What you need to do >> Pick out each line in the records below that contains the word "hillside", and copy those lines.

Provided data >>
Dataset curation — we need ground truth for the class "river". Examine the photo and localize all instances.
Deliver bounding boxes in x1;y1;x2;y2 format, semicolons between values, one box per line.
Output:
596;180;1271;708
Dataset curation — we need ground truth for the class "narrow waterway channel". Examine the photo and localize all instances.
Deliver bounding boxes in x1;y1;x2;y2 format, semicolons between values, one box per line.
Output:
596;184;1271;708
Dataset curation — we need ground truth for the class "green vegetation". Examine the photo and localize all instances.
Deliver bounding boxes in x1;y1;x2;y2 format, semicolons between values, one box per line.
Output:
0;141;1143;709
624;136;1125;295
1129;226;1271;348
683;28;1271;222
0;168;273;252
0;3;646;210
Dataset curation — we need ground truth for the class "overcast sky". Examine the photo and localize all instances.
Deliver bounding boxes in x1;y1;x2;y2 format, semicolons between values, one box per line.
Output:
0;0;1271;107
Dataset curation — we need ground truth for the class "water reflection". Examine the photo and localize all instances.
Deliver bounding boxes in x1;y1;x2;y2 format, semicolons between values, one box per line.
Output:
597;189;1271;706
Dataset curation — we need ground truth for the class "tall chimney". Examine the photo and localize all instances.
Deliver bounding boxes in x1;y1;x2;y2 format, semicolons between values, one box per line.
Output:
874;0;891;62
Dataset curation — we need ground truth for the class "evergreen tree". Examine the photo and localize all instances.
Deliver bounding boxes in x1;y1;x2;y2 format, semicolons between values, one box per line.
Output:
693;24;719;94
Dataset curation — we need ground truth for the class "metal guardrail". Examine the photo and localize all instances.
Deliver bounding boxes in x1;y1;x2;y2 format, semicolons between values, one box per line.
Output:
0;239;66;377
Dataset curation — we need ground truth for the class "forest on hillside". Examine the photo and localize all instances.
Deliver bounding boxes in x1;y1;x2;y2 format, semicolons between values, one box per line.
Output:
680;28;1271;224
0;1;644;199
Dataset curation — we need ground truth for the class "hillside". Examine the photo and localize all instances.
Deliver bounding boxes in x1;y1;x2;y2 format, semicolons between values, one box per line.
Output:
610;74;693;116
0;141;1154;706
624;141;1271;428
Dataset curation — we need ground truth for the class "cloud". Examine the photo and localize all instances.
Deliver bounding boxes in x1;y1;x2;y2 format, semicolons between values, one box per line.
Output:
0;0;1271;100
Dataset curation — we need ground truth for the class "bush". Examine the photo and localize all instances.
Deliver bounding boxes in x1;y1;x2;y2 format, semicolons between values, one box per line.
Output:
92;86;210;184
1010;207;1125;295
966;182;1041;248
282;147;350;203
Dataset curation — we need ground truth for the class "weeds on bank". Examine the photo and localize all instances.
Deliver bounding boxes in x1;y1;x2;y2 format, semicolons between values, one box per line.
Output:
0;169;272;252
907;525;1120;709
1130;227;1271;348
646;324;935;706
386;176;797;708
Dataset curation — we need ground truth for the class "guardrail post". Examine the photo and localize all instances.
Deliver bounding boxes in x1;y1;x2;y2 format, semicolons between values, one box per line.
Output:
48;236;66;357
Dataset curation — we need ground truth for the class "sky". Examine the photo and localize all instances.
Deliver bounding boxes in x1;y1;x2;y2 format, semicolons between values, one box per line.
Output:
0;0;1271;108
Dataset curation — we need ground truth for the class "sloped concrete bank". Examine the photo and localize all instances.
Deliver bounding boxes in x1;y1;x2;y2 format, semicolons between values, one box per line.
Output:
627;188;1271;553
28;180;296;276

Solution >>
Dataset curation — we need ground truth for the class "forest on hillside". Examine the photo and localize all instances.
Dataset curation — we need ground truth for the class "hillside". Examine the photo and localize all instances.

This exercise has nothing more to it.